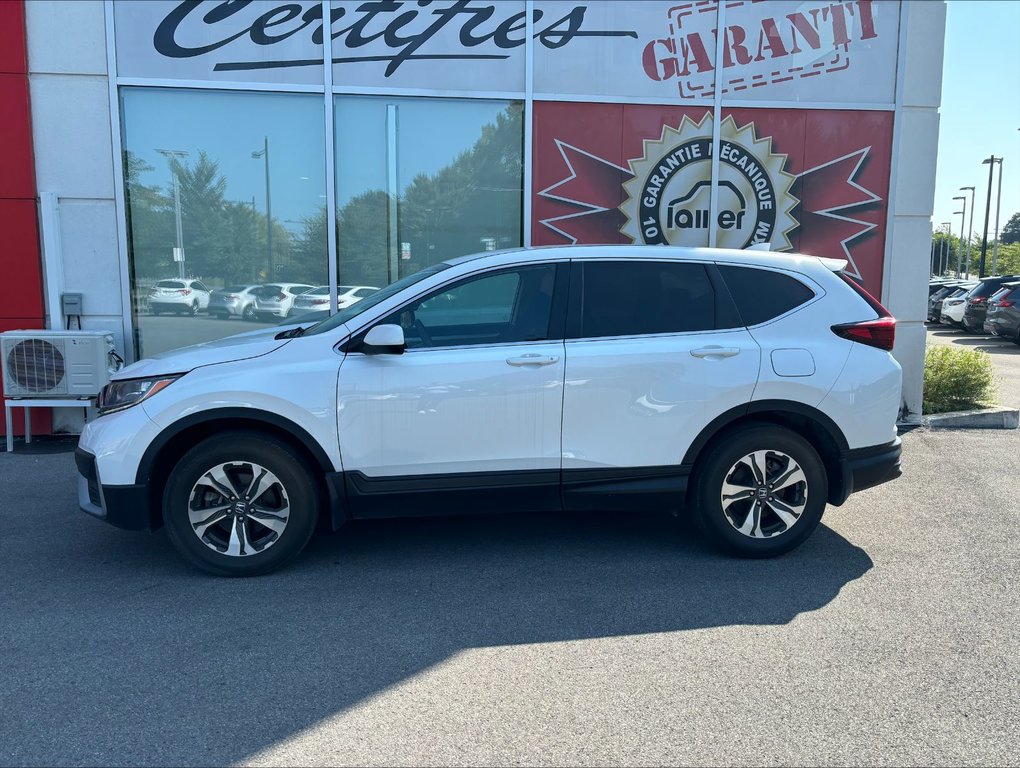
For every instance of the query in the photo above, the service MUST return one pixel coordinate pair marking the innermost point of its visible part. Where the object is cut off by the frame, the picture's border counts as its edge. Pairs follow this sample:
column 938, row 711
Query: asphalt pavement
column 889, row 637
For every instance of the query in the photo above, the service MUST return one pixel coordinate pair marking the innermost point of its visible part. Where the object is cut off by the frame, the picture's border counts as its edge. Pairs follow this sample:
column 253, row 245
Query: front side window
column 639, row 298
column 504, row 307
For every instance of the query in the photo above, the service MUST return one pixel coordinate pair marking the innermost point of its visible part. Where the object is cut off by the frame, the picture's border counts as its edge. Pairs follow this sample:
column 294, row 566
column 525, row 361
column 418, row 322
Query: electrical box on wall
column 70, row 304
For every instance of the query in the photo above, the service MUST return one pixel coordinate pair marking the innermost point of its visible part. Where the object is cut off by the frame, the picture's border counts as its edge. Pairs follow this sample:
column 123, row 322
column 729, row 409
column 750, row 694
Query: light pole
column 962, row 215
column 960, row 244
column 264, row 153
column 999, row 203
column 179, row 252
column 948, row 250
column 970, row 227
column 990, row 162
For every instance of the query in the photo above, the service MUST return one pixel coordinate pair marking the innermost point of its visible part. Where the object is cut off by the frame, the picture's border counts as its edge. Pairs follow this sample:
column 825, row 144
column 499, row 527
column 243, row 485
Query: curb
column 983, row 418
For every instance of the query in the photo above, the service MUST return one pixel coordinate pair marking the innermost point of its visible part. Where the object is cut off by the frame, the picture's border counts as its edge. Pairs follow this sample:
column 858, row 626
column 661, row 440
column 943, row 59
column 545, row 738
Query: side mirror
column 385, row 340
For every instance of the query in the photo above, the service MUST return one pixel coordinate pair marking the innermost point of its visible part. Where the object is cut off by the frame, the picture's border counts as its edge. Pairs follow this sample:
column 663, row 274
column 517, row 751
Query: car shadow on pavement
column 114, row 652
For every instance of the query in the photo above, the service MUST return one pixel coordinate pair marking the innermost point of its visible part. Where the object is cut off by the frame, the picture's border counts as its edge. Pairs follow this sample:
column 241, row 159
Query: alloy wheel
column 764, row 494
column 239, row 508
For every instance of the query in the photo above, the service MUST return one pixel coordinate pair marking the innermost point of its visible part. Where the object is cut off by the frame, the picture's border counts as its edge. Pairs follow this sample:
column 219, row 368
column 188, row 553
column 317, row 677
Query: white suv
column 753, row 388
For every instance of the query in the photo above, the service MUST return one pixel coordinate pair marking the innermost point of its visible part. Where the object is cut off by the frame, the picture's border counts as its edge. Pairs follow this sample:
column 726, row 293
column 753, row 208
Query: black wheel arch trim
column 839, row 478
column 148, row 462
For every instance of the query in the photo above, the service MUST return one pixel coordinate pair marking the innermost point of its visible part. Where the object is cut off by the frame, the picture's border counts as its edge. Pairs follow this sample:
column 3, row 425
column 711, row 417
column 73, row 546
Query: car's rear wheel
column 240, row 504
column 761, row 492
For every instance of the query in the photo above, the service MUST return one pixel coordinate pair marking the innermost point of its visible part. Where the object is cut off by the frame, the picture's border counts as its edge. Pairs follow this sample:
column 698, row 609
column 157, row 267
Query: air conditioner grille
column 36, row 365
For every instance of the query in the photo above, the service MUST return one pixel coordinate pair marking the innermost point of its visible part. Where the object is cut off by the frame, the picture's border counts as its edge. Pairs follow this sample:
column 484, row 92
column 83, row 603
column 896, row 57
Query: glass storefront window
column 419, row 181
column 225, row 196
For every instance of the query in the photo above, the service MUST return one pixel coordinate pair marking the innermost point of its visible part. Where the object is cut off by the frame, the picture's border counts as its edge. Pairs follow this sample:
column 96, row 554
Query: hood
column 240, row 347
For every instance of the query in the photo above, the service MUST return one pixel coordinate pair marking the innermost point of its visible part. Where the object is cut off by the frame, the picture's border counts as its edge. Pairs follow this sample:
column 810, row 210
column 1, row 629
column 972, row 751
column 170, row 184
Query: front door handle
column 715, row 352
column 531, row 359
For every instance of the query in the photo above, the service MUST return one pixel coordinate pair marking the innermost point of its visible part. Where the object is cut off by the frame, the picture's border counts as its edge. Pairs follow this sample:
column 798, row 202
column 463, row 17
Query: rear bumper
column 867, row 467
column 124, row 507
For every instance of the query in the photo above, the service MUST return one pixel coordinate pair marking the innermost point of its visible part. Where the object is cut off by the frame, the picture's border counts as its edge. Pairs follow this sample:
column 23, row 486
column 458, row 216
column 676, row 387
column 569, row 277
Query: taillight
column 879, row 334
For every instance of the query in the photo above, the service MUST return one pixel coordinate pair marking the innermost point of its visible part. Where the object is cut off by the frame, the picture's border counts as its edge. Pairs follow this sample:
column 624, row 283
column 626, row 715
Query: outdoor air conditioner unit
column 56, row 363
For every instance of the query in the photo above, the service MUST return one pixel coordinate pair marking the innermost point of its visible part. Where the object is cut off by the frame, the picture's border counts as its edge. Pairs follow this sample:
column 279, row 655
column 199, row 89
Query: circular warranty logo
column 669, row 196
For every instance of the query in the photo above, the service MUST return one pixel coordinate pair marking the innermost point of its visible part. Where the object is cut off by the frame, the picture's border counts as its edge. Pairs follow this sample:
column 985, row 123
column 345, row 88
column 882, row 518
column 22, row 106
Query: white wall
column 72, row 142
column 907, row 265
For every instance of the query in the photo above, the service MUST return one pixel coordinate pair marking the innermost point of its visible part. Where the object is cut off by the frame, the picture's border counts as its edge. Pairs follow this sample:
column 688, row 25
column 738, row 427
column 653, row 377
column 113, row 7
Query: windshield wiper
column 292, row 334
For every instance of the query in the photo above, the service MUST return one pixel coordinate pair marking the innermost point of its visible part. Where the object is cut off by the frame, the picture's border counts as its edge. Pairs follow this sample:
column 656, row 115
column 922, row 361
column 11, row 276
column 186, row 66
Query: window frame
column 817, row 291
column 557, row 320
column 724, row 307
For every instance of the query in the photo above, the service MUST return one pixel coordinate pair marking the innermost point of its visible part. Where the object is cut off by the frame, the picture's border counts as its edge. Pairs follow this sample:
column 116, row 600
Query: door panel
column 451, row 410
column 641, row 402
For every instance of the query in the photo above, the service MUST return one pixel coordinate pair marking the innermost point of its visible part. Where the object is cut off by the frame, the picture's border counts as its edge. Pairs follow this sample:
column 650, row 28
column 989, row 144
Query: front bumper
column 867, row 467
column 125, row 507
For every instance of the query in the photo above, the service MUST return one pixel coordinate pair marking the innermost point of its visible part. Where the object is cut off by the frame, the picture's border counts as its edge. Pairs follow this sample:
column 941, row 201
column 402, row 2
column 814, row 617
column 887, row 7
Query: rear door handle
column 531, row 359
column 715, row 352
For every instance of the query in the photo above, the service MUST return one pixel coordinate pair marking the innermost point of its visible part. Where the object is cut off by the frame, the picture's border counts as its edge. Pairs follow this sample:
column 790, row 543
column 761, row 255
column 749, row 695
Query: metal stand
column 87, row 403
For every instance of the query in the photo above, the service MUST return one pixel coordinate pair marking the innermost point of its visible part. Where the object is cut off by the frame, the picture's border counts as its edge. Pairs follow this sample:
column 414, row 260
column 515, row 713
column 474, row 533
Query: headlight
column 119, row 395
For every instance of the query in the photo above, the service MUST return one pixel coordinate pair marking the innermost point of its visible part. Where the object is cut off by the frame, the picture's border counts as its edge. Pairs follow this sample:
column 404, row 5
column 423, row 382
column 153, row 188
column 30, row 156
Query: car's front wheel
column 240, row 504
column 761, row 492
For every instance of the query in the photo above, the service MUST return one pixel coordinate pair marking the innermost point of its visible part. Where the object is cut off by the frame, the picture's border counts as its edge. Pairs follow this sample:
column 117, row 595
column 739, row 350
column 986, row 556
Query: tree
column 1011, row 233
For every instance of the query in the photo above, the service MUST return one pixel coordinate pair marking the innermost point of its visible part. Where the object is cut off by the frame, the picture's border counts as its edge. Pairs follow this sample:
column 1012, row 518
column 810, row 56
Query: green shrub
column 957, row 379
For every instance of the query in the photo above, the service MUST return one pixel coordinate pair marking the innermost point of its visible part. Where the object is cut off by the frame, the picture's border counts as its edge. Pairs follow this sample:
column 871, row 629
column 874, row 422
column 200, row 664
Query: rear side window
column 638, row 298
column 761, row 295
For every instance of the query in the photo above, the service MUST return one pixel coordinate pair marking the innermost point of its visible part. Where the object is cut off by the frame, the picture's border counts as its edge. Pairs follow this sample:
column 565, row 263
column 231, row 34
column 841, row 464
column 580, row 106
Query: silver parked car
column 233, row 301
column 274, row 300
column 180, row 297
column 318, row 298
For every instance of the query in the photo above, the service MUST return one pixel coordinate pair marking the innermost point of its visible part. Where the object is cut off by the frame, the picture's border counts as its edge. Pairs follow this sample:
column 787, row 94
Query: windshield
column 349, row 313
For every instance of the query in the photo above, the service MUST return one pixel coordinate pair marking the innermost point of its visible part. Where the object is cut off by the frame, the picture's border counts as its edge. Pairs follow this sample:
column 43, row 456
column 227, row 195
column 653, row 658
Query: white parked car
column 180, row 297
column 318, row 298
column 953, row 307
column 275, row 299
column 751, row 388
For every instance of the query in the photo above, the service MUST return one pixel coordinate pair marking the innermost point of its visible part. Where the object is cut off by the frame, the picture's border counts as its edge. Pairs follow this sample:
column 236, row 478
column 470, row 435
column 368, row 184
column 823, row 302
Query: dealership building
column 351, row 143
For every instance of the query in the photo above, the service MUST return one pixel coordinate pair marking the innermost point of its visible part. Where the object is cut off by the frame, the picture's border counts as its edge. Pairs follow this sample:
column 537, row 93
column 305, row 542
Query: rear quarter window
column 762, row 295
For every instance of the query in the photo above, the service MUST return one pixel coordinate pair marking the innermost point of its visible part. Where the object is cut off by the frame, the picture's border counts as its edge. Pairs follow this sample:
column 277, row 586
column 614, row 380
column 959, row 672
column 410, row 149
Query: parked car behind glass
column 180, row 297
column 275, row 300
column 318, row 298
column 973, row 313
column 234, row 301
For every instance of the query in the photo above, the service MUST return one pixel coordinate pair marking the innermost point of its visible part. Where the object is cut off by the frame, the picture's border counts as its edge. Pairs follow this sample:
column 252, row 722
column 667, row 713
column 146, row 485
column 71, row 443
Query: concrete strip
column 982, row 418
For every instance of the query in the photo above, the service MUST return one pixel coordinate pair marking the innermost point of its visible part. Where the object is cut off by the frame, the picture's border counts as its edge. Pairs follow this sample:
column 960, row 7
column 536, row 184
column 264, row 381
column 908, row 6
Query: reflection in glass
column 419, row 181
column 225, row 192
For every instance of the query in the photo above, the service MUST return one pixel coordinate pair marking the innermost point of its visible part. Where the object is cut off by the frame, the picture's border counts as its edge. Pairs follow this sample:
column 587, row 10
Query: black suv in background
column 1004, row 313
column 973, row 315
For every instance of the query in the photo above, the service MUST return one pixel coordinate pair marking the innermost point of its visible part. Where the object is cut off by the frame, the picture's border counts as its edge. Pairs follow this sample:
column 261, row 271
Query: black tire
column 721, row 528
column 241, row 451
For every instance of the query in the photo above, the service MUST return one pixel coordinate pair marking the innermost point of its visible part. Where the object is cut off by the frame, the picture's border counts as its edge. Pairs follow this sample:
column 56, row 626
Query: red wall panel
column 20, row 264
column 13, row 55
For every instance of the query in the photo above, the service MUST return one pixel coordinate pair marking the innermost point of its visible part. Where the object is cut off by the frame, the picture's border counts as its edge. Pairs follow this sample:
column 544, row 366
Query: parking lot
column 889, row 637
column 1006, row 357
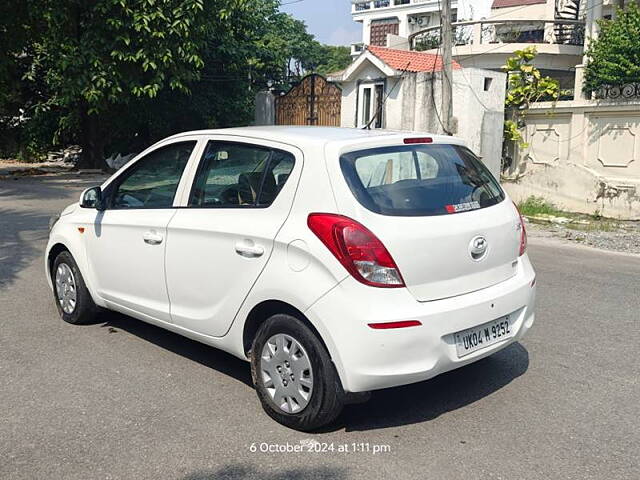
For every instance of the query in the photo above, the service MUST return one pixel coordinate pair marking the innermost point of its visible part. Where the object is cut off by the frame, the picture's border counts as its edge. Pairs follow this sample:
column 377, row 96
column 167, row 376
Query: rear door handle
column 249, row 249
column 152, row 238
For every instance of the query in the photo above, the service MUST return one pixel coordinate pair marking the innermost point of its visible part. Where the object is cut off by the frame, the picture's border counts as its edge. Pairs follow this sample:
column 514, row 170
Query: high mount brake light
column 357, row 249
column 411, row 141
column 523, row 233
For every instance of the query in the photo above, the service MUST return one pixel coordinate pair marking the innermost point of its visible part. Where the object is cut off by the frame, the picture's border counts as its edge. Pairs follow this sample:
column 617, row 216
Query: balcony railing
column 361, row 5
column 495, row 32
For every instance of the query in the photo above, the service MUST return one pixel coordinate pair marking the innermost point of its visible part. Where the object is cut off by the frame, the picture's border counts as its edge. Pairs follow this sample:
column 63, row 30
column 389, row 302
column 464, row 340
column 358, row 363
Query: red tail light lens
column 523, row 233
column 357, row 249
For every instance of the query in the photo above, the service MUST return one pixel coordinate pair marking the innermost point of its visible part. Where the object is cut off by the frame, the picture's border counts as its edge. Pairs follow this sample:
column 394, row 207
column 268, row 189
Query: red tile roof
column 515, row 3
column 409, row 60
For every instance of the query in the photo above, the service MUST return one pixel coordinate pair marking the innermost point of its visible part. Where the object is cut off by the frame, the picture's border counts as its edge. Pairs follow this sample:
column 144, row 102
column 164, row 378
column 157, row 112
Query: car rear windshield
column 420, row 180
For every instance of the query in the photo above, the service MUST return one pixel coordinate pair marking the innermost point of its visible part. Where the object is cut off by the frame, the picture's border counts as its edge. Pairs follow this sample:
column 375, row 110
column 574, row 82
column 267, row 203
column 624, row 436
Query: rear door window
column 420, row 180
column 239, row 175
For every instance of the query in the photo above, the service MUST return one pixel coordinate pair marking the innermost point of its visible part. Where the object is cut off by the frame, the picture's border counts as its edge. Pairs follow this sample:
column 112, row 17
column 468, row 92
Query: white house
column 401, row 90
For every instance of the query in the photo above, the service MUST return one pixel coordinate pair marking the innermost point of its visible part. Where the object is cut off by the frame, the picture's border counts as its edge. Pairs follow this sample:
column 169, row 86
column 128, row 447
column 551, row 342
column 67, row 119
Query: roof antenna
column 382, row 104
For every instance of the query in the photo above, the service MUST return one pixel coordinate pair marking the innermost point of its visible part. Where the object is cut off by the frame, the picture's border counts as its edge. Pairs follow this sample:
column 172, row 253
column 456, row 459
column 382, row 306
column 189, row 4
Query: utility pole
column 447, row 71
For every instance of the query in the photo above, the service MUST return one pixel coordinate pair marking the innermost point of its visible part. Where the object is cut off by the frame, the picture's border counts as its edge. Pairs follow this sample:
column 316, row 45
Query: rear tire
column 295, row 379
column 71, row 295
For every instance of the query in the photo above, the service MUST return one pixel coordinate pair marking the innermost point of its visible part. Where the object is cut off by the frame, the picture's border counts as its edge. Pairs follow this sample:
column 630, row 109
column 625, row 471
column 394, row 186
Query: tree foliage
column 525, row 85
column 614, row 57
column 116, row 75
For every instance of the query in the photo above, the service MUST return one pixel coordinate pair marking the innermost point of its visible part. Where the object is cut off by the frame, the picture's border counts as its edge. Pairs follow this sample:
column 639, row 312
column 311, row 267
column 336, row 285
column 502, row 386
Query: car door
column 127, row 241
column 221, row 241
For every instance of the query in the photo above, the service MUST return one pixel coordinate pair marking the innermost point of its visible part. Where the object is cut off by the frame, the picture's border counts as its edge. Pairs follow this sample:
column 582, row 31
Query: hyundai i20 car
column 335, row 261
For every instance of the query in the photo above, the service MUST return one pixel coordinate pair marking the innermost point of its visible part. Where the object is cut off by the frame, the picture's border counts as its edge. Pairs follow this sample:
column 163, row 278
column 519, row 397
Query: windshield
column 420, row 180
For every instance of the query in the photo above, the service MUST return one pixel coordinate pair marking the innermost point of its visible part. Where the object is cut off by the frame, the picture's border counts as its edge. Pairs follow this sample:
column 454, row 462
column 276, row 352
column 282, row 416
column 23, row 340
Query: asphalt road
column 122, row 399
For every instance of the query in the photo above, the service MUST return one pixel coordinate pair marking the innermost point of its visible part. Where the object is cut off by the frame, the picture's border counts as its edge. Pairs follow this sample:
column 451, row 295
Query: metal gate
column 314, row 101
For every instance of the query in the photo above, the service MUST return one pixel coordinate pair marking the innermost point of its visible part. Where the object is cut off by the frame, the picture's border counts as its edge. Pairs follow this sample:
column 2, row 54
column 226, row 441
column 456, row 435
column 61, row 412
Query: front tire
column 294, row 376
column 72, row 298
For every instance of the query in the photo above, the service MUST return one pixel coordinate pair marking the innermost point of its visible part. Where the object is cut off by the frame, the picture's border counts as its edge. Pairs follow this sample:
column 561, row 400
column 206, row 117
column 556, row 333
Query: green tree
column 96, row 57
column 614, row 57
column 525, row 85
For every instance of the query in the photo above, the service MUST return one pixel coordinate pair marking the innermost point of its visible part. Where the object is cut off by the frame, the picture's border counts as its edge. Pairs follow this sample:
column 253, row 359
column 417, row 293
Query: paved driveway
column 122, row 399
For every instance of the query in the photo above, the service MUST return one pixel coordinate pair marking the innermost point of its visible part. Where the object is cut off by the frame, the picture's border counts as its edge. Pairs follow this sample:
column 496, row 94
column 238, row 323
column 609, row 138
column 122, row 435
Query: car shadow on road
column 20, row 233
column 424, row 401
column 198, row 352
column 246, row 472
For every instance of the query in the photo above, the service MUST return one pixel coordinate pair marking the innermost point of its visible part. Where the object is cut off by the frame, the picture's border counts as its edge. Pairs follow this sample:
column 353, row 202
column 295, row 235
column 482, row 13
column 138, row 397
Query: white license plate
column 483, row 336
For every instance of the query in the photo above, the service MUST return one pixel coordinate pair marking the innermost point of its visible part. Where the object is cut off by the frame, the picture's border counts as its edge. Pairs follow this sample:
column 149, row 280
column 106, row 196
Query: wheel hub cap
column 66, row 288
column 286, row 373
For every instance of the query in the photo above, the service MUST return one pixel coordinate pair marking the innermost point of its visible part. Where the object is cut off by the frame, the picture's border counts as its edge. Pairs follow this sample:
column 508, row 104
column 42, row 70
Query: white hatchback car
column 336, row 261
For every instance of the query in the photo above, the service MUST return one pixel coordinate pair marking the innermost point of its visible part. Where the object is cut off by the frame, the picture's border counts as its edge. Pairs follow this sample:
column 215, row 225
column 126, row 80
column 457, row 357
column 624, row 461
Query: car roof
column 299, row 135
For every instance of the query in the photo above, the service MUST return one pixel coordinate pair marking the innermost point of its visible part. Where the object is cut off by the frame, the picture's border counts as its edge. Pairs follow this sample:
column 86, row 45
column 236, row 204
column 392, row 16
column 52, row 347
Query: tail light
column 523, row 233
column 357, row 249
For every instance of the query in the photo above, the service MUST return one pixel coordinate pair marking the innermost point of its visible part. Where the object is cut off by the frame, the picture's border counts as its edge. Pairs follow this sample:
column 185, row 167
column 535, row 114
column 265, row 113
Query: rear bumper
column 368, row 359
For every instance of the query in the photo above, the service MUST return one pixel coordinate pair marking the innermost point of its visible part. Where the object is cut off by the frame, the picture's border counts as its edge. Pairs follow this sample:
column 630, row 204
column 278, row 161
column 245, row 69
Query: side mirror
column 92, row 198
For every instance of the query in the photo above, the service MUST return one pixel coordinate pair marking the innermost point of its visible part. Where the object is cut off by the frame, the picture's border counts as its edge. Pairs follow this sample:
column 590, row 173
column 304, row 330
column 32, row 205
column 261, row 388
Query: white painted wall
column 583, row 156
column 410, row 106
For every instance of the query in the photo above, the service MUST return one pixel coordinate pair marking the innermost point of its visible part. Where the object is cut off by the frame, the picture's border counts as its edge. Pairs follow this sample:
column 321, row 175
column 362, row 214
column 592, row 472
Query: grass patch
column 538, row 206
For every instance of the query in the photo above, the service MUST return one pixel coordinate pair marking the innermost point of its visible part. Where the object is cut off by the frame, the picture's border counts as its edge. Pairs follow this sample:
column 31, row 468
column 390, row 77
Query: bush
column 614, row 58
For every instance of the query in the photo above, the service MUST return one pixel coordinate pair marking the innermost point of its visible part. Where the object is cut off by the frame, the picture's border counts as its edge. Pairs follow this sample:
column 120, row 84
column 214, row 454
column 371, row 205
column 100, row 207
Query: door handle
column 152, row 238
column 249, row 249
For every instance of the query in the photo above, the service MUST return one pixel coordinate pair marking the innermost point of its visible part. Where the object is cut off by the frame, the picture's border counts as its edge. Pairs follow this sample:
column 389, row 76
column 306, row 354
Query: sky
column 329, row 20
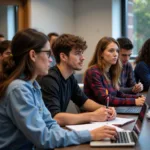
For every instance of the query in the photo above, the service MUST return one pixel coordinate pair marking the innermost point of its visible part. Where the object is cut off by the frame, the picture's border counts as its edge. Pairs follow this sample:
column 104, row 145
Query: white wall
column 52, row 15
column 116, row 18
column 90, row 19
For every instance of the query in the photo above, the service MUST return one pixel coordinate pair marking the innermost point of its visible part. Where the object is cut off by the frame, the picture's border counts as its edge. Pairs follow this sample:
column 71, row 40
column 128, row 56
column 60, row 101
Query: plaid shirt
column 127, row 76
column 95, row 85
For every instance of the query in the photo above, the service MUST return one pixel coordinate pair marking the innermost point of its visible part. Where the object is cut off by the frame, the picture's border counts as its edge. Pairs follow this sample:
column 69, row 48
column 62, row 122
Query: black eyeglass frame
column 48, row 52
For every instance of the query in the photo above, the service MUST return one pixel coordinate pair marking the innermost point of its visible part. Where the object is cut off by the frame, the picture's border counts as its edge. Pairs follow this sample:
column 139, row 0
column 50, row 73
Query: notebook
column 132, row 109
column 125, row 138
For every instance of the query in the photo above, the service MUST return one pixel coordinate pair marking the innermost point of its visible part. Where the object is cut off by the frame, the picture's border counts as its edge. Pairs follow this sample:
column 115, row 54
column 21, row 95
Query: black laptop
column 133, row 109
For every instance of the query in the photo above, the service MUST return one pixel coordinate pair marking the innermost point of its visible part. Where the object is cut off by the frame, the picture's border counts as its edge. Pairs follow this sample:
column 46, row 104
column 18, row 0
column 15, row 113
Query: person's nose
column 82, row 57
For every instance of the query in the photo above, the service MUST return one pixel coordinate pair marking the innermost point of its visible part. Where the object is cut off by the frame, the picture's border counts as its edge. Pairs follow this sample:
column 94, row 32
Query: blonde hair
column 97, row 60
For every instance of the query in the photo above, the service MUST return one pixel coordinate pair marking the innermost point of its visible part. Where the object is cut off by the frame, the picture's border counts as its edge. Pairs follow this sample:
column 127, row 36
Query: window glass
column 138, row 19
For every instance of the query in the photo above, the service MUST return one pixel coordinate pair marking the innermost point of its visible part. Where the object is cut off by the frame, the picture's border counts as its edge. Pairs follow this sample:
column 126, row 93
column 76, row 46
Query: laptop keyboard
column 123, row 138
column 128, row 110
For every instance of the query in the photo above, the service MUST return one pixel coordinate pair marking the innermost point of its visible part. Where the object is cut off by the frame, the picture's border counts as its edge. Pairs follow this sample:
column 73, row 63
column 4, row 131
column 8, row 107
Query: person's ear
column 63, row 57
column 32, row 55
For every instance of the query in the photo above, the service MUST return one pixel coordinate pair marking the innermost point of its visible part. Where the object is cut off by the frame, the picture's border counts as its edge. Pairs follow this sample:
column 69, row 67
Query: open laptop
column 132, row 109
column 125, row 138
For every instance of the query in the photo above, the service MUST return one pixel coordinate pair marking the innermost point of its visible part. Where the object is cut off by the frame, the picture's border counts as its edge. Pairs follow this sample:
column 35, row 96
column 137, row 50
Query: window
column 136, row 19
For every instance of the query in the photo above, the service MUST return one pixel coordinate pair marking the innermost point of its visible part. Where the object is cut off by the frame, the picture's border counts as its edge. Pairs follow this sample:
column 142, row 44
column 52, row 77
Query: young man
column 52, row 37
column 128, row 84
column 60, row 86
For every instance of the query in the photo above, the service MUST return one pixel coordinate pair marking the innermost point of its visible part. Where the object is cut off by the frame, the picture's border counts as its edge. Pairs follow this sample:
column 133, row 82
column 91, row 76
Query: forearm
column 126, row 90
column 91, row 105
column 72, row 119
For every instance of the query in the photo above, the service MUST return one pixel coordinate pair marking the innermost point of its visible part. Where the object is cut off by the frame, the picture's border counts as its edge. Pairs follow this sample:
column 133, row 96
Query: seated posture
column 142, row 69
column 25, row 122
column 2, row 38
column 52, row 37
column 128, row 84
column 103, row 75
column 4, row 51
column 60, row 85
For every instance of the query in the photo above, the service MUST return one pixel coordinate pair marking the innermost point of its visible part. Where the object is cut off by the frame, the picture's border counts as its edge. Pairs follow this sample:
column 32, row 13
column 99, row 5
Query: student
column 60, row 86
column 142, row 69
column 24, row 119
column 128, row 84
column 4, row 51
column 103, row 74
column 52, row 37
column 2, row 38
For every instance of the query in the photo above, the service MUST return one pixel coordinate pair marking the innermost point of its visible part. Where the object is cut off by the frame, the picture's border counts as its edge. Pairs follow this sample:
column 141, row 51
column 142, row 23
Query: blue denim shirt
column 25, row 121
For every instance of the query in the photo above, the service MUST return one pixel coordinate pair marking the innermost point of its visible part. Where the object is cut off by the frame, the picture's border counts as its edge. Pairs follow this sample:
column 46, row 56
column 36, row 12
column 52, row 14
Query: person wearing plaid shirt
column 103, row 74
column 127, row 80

- [The problem] Repeat the data above starting at the line with "Query: blue denim shirt" and ending at its last line, exactly, with no other lines.

- [Worked solution]
Query: blue denim shirt
column 25, row 121
For every instance of the query in the photo above, the service MUST return one pixel coordinate pair marking the innermost point of its visible part. Where the object is cut off by the frame, the picture's border counts as its edge. Pairs follow this sample:
column 46, row 56
column 36, row 12
column 52, row 14
Query: person wearing plaid shirt
column 103, row 74
column 127, row 80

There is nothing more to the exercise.